- **About this task**:
Write out exactly the lines that run from the one containing "In the picture above, where can the pink flower be" to the end of the entries below, with both end lines included.

- **Input records**:
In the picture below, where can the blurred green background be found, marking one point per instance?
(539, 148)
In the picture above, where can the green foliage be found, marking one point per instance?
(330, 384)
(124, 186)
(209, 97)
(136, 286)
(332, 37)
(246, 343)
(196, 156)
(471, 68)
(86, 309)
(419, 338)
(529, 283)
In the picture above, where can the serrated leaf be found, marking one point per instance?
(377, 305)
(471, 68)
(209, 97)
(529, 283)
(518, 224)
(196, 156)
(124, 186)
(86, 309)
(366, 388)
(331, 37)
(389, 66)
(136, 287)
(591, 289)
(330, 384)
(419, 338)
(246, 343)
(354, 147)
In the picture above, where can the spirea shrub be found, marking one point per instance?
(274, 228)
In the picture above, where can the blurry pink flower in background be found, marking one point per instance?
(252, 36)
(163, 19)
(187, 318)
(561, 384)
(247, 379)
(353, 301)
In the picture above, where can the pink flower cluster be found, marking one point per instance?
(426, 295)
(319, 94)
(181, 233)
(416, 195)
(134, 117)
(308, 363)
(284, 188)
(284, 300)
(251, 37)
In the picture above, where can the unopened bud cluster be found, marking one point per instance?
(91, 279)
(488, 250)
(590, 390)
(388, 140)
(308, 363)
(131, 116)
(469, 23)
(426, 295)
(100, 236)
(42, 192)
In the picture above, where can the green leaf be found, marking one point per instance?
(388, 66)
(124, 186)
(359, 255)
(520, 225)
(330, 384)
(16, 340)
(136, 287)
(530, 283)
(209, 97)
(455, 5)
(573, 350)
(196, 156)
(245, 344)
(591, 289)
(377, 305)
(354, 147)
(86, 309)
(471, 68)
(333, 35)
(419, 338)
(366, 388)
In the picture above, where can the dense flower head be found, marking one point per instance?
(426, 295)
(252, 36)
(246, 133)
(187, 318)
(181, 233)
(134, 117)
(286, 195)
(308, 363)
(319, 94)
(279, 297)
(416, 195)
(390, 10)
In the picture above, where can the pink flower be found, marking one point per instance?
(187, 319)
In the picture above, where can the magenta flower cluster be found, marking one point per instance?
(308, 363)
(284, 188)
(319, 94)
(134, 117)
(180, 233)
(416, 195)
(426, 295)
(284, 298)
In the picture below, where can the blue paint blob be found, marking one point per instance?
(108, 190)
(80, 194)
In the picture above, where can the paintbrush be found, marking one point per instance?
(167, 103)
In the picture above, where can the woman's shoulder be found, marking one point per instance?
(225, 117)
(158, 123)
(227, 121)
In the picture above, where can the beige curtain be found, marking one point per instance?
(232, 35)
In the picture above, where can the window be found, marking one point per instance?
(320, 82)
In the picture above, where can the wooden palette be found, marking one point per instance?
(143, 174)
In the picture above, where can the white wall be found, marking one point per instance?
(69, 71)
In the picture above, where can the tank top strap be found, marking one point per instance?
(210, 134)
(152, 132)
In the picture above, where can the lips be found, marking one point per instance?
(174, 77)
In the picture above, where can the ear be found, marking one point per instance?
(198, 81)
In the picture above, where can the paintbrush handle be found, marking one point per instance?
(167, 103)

- **Reply to the task**:
In the picture above, where can the pink flower be found, marking one point per instance?
(187, 319)
In the picture above, where can the magenta flower cluster be found, marking one point per instance?
(308, 363)
(284, 188)
(319, 94)
(134, 117)
(180, 233)
(416, 195)
(426, 295)
(284, 298)
In the picture below, where can the blue paint blob be found, marking one point per instance?
(108, 190)
(80, 194)
In the picture above, where can the paintbrush be found, marking one point per instance?
(167, 103)
In the picture above, where can the woman's shoulder be found, marking one point per instance?
(225, 117)
(158, 123)
(227, 121)
In the picture above, where can the beige curtain be found, marking one point per instance?
(232, 35)
In the picture above, where can the window be found, marking one point per instance?
(320, 82)
In the picture above, where can the wooden palette be found, marking one point per instance?
(143, 174)
In the picture above, where can the white wall be found, marking one point per instance?
(69, 71)
In the picture above, where can the tank top strap be found, marking one point per instance?
(210, 134)
(152, 132)
In the picture above, where can the lips be found, marking one point per instance?
(174, 77)
In the picture above, where can the ear be found, marking one point per instance?
(198, 81)
In the picture above, where can the paintbrush handle be found, marking one point per instance?
(167, 103)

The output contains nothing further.